# DOCUMENT SEGMENT:
▬▬▬▬▬▬

Of course, the Fourth Amendment forbids “general, exploratory rummaging in a person's belongings.” Coolidge v. New Hampshire, 403 U.S. 443, 467 (1971). Accordingly, “[a] warrant which fails to sufficiently particularize the place to be searched or the things to be seized is unconstitutionally over broad [and the] resulting general search is unconstitutional.” United States v. Travers, 233 F.3d 1327, 1329 (11th Cir. 2000); see also Groh v. Ramirez, 540 U.S. 551, 559 (2004) (“We have clearly stated that the presumptive rule against warrantless searches applies with equal force to searches whose only defect is a lack of particularity in the warrant.”). But “the particularity requirement must be applied with a practical margin of flexibility, depending on the type of property to be seized,” and “a description of property will be acceptable if it is as specific as the circumstances and nature of activity under investigation permit.” United States v. Wuagneux, 683 F.2d 1343, 1349 (11th Cir. 1982).
In the Eleventh Circuit, “there are generally two types of limitations that can particularize ... a warrant. The first is narrowing the search based on the subject matter of the [records searched].... The second is a temporal limitation.” United States v. McCall, 84 F.4th 1317, 1327 (11th Cir. 2023). The undersigned finds the warrant at issue sufficiently particularized according to the subject matter sought.
According to the Supreme Court in Andresen v. Maryland, reviewers must interpret the language of a warrant in context. 427 U.S. 463, 480-82 (1978). In that case, petitioner argued warrants authorizing the search of his offices for specified documents related to the sale and conveyance of certain realty were fatally general. Id. at 479. Specifically, petitioner asserted the Court must construe the phrase “together with other fruits, instrumentalities and evidence of crime at this (time) unknown,” which appeared in each warrant at the end of a sentence listing specific items pertaining to the realty, in isolation. Id. A majority of the Court disagreed:
The challenged phrase is not a separate sentence. Instead, it appears ... at the end of a sentence containing a lengthy list of specified and particular items to be seized, all pertaining to the crime of false pretenses with respect to the sale of [the realty]. We think it clear from the context that the term ‘crime’ in the warrants refers only to the crime of false pretenses with respect to the sale of [the realty]. The “other fruits” clause is one of a series that follows the colon after the word “Maryland.” All clauses in the series are limited by what precedes that colon, namely, “items pertaining to ... [the realty].” The warrants, accordingly, did not authorize the executing officers to conduct a search for evidence of other crimes but only to search for and seize evidence relevant to the crime of false pretenses and [the realty].
*22 Id. at 480-82.

▬▬▬▬▬▬

Answer these questions from the text on warrant particularity:
1. Which case does the text cite for the rule that the Fourth Amendment forbids "general, exploratory rummaging in a person's belongings"?
2. According to United States v. McCall, what are the two types of limitations that can particularize a warrant?
3. In Andresen v. Maryland, what crime did the Court hold the term "crime" in the warrants referred to?

# DATA PROVIDED:

▬▬▬▬▬▬

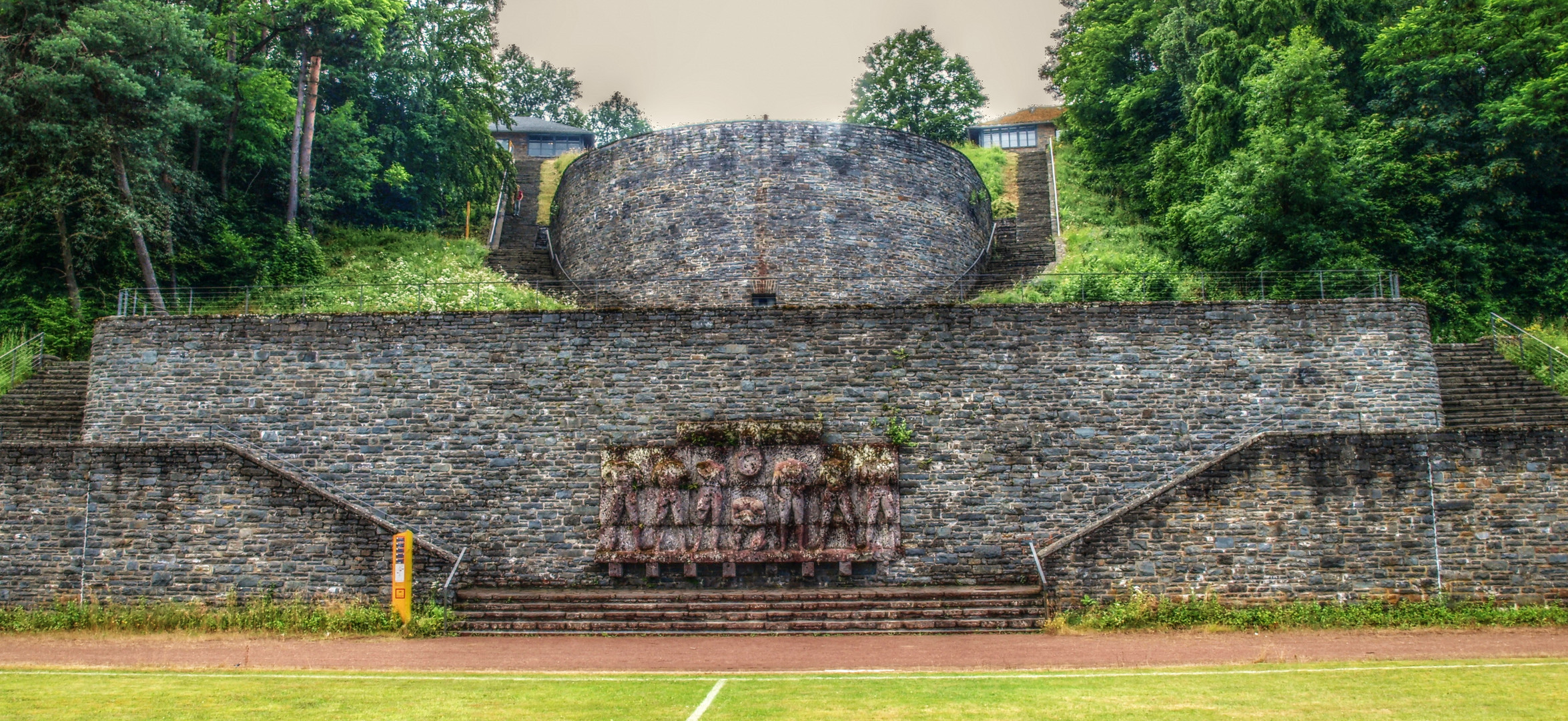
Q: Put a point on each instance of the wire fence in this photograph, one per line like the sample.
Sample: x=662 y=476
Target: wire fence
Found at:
x=19 y=359
x=821 y=290
x=1529 y=352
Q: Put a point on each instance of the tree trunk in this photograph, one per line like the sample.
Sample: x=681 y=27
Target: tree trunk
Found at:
x=73 y=292
x=310 y=132
x=294 y=150
x=228 y=129
x=138 y=240
x=196 y=150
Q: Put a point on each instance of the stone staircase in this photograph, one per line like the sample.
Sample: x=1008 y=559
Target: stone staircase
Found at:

▬▬▬▬▬▬

# COMPLETE OUTPUT:
1. Coolidge v. New Hampshire.
2. Narrowing the search by the subject matter of the records searched, and a temporal limitation.
3. The crime of false pretenses with respect to the sale of the realty.